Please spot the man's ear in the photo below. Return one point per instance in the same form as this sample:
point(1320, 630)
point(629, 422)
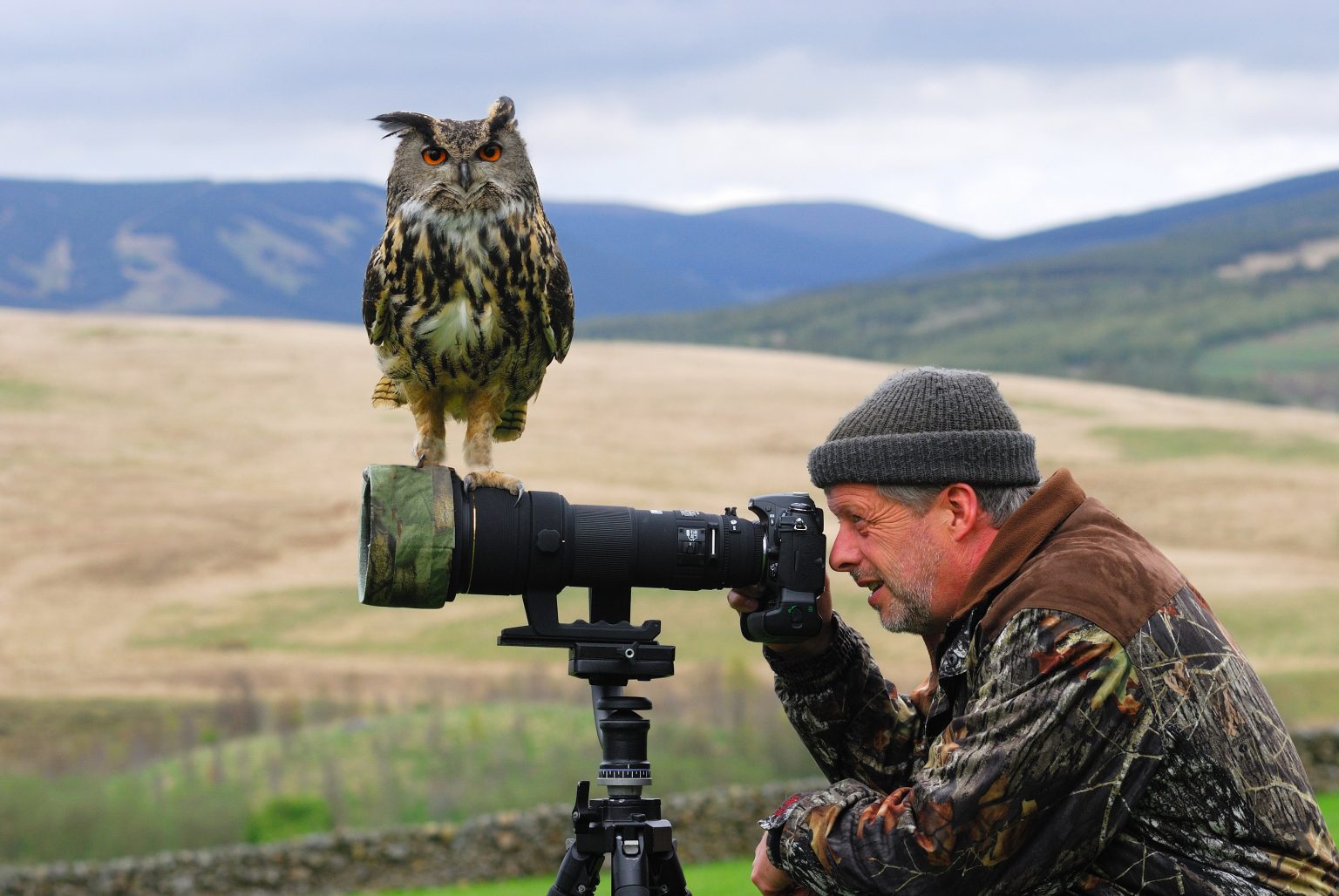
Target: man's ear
point(963, 509)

Task instructions: Skipping the pictures, transcribe each line above exactly as it appears.

Complete response:
Please spot the man's ear in the photo below. Return one point per instance in the same form as this sample:
point(1320, 630)
point(629, 422)
Target: man's ear
point(963, 509)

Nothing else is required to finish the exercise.